[Entries from a dataset]
=-=-=-=-=

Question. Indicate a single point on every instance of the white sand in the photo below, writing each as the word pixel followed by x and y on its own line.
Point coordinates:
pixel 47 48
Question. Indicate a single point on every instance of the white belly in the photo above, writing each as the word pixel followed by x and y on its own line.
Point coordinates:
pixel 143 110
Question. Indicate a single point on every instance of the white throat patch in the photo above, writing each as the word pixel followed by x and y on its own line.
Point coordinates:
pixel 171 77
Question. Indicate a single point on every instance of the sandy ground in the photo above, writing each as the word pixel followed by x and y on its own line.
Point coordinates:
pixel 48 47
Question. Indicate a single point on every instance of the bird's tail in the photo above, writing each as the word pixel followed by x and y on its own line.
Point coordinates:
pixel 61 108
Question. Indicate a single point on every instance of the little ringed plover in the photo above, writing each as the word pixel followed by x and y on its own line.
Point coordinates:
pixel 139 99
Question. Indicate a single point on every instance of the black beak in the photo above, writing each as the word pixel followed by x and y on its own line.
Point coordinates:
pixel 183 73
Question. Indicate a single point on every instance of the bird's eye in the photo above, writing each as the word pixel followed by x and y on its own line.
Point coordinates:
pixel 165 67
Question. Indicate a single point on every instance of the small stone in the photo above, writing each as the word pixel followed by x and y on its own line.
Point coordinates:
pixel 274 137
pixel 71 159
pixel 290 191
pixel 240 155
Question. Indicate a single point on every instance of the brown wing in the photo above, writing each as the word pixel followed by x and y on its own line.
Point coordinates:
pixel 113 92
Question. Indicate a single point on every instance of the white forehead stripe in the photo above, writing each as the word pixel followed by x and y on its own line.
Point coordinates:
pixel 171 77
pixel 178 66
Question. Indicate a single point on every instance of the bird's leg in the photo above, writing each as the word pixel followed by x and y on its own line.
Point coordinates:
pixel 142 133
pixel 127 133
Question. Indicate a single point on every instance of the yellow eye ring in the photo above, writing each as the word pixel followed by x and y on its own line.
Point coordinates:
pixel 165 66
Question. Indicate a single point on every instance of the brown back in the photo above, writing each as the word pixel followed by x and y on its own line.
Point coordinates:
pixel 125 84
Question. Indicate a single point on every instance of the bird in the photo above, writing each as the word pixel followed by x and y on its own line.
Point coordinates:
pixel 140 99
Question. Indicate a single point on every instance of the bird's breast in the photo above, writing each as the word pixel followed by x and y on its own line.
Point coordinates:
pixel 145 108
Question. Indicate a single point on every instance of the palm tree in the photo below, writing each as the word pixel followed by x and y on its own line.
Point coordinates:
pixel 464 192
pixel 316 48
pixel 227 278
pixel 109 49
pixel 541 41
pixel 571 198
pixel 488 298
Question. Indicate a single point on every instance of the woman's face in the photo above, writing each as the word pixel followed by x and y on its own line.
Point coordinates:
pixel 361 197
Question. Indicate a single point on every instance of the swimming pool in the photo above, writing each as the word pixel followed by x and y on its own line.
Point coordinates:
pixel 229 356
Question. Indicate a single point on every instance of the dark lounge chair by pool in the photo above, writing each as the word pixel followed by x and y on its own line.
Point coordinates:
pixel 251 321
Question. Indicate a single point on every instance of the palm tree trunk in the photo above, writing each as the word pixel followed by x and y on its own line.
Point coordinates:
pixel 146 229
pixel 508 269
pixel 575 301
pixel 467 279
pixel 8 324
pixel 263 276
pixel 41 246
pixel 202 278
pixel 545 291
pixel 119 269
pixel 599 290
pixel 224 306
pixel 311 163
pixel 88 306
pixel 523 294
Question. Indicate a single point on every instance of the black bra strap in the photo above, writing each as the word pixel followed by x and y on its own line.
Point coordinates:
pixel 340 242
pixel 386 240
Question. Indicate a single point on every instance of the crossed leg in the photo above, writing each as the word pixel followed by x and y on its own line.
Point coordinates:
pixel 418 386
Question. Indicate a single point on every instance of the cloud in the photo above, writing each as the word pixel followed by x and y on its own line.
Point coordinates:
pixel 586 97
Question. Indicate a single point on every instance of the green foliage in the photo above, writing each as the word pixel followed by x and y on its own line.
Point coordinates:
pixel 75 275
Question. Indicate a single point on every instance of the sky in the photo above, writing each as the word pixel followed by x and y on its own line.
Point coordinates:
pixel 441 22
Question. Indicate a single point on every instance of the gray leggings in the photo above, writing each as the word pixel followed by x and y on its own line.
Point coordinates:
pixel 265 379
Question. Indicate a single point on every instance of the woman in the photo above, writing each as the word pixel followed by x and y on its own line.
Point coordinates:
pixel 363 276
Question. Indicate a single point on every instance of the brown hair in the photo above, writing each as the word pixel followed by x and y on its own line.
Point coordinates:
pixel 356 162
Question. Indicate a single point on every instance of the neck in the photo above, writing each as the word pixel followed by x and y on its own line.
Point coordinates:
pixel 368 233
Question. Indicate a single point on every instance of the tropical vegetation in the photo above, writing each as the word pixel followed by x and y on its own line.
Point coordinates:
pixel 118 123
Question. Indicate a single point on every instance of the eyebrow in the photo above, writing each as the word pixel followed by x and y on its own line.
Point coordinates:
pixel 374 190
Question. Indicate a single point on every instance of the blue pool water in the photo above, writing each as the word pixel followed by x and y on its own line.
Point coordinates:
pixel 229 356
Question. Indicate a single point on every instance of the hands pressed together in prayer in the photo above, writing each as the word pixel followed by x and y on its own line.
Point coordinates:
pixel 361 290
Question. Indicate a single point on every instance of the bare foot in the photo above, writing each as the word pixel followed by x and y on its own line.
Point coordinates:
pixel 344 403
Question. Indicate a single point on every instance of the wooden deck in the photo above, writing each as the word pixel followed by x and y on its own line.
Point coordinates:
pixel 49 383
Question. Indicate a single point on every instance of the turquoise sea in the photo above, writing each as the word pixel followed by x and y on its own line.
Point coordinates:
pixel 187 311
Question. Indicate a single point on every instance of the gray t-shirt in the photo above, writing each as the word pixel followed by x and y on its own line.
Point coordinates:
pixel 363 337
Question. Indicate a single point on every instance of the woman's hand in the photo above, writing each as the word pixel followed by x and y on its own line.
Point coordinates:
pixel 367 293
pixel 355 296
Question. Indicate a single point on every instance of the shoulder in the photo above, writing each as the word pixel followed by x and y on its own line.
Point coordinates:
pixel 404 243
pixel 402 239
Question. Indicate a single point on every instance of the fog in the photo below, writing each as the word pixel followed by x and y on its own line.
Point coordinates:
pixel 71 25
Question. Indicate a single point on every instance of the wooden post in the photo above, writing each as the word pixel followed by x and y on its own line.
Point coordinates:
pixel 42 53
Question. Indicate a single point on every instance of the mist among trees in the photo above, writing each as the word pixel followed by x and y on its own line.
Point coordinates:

=-=-=-=-=

Can you rewrite all of the entries above with "Indicate" replaced by "Mark" and everything else left the same?

→ Output of the exercise:
Question. Mark a single point on every instance of the white sand in the photo below, writing each as the word pixel followed by x and y on its own line.
Point coordinates:
pixel 47 48
Question. Mark a single point on every instance of the white belly in the photo above, writing each as the word pixel followed by x and y on its own line.
Point coordinates:
pixel 143 110
Question. Mark a single point on every instance of the white throat patch in the photo above, writing each as the word pixel followed by x and y on its own line.
Point coordinates:
pixel 171 77
Question. Mark a single point on every instance of the sandy ground in the photo above, writing each as the word pixel followed by x and y on its own line.
Point coordinates:
pixel 48 47
Question. Mark a single point on every instance of the bird's tail in the photo above, writing each as the word pixel followed by x and y on its own line.
Point coordinates:
pixel 61 108
Question. Mark a single point on every instance of the little ringed plover in the photo above, writing each as the word pixel followed by x and y on its own line.
Point coordinates:
pixel 139 99
Question. Mark a single point on every instance of the black beak in the photo above, writing each as the word pixel followed by x and y on its own line.
Point coordinates:
pixel 183 73
Question. Mark a single point on every instance of the bird's eye in the photo above, writing each as the word pixel followed by x and y on its own line.
Point coordinates:
pixel 165 67
Question. Mark a single point on every instance of the small stone in the photo above, writing each as the word pixel followed by x and y on its own line.
Point coordinates:
pixel 274 137
pixel 71 159
pixel 290 191
pixel 240 155
Question. Mark a single point on every instance of the brown wing in the photo above, writing each as the word pixel followed by x and y on its own line.
Point coordinates:
pixel 113 92
Question. Mark a single point on every instance of the white forehead stripe in the photo above, writing each as the word pixel followed by x and y on its own line.
Point coordinates:
pixel 171 77
pixel 178 66
Question. Mark a single point on every instance of the bird's leg in the photo above, writing each as the word pixel followed by x and y on its own line.
Point coordinates:
pixel 142 133
pixel 127 133
Question. Mark a single point on every instance of the yellow eye ring in the photo above, writing each as the word pixel followed by x and y on its own line.
Point coordinates:
pixel 165 66
Question. Mark a single point on every instance of the brown back in the photo above, writing each as the word pixel followed by x and y on its own line.
Point coordinates:
pixel 125 84
Question. Mark a single point on every instance of the bird in the photo above, writing each as the word pixel followed by x and y on its own line.
Point coordinates:
pixel 140 99
Question. Mark a single point on every instance of the bird's breast in the photo above, writing each as the word pixel followed by x and y on its own line.
Point coordinates:
pixel 145 108
Question. Mark a single point on every instance of the palm tree in the photo below, writing each as the word pixel followed by x and y on its own line.
Point coordinates:
pixel 464 192
pixel 316 48
pixel 227 278
pixel 109 49
pixel 541 41
pixel 571 198
pixel 488 298
Question. Mark a single point on every instance of the woman's face in the photo above, writing each as the word pixel followed by x and y on its own line.
Point coordinates:
pixel 361 197
Question. Mark a single point on every instance of the swimming pool in the photo above, writing each as the word pixel followed by x and y on its own line.
Point coordinates:
pixel 229 356
Question. Mark a single point on every instance of the dark lounge chair by pool in the photo above, writing each as the word pixel followed by x and y on its own line.
Point coordinates:
pixel 251 321
Question. Mark a single point on every instance of the palm tree trunk in the photo above, writing each as the word pixel followed by x and y on its own line.
Point coordinates:
pixel 146 229
pixel 508 269
pixel 575 301
pixel 467 279
pixel 8 324
pixel 263 276
pixel 41 246
pixel 202 278
pixel 545 291
pixel 119 269
pixel 599 290
pixel 224 306
pixel 311 163
pixel 88 306
pixel 523 294
Question. Mark a single point on every instance of the black bra strap in the photo above, writing each as the word pixel followed by x and y on its own line.
Point coordinates:
pixel 340 242
pixel 386 240
Question. Mark a single point on every instance of the crossed leg in the photo above, writing each as the word pixel followed by x and y on its own line.
Point coordinates:
pixel 418 386
Question. Mark a single point on every instance of the cloud in the photo above, writing each as the word pixel followed by x and y on its own line.
Point coordinates:
pixel 586 97
Question. Mark a single point on every instance of the green foliage in the photo above, writing each as the word pixel followed by x and y on its own line.
Point coordinates:
pixel 75 275
Question. Mark a single point on every instance of the sky in the photo above, writing each as the word pixel followed by x and y on its own line.
Point coordinates:
pixel 441 22
Question. Mark a single point on every instance of the gray leggings in the photo above, writing each as the word pixel followed by x and y on its own line.
Point coordinates:
pixel 265 379
Question. Mark a single point on every instance of the woman in the photo above, writing each as the word pixel followed by x and y on its own line.
Point coordinates:
pixel 363 276
Question. Mark a single point on every instance of the brown hair in the photo above, writing each as the word pixel followed by x and y on its own line.
Point coordinates:
pixel 356 162
Question. Mark a single point on every instance of the neck in the photo above, writing each as the word pixel followed by x and y on its own line.
Point coordinates:
pixel 368 233
Question. Mark a single point on every instance of the tropical vegetation in the photo above, writing each as the word pixel followed by x and y on its own line.
Point coordinates:
pixel 118 123
Question. Mark a single point on every instance of the eyebrow in the photo above, writing each as the word pixel followed by x and y on its own line.
Point coordinates:
pixel 374 190
Question. Mark a single point on every instance of the blue pool water in the photo above, writing each as the word pixel followed by x and y on its own line.
Point coordinates:
pixel 229 356
Question. Mark a single point on every instance of the hands pressed together in prayer in the photo above, writing each as the word pixel followed by x and y on its own line.
Point coordinates:
pixel 361 290
Question. Mark a single point on every instance of the bare foot in the photo above, writing each as the word pixel followed by x and y on its own line.
Point coordinates:
pixel 344 403
Question. Mark a single point on every instance of the wooden deck in the photo above, writing each as the word pixel followed by x and y on its own line.
Point coordinates:
pixel 49 383
Question. Mark a single point on every instance of the turquoise sea in the photo above, writing each as the word pixel followed by x and y on its own line.
Point coordinates:
pixel 187 311
Question. Mark a single point on every instance of the gray t-shirt in the photo above, writing each as the word pixel followed by x and y on its own line.
Point coordinates:
pixel 363 337
Question. Mark a single point on every instance of the woman's hand in the photo above, writing each as the word pixel followed by x and y on its own line.
Point coordinates:
pixel 367 293
pixel 355 296
Question. Mark a single point on every instance of the shoulder in the photo above, writing each as the word pixel followed by x and y on its own line.
Point coordinates:
pixel 404 243
pixel 402 239
Question. Mark a single point on every instance of the fog in the photo below, writing each as the word pixel followed by x and y on its own line.
Point coordinates:
pixel 71 25
Question. Mark a single point on every instance of the wooden post in the photo above, writing each as the word pixel followed by x and y on its own line.
Point coordinates:
pixel 42 53
Question. Mark a single point on every instance of the mist among trees in the photo above, writing each as the word pixel followed by x and y on its own line.
Point coordinates:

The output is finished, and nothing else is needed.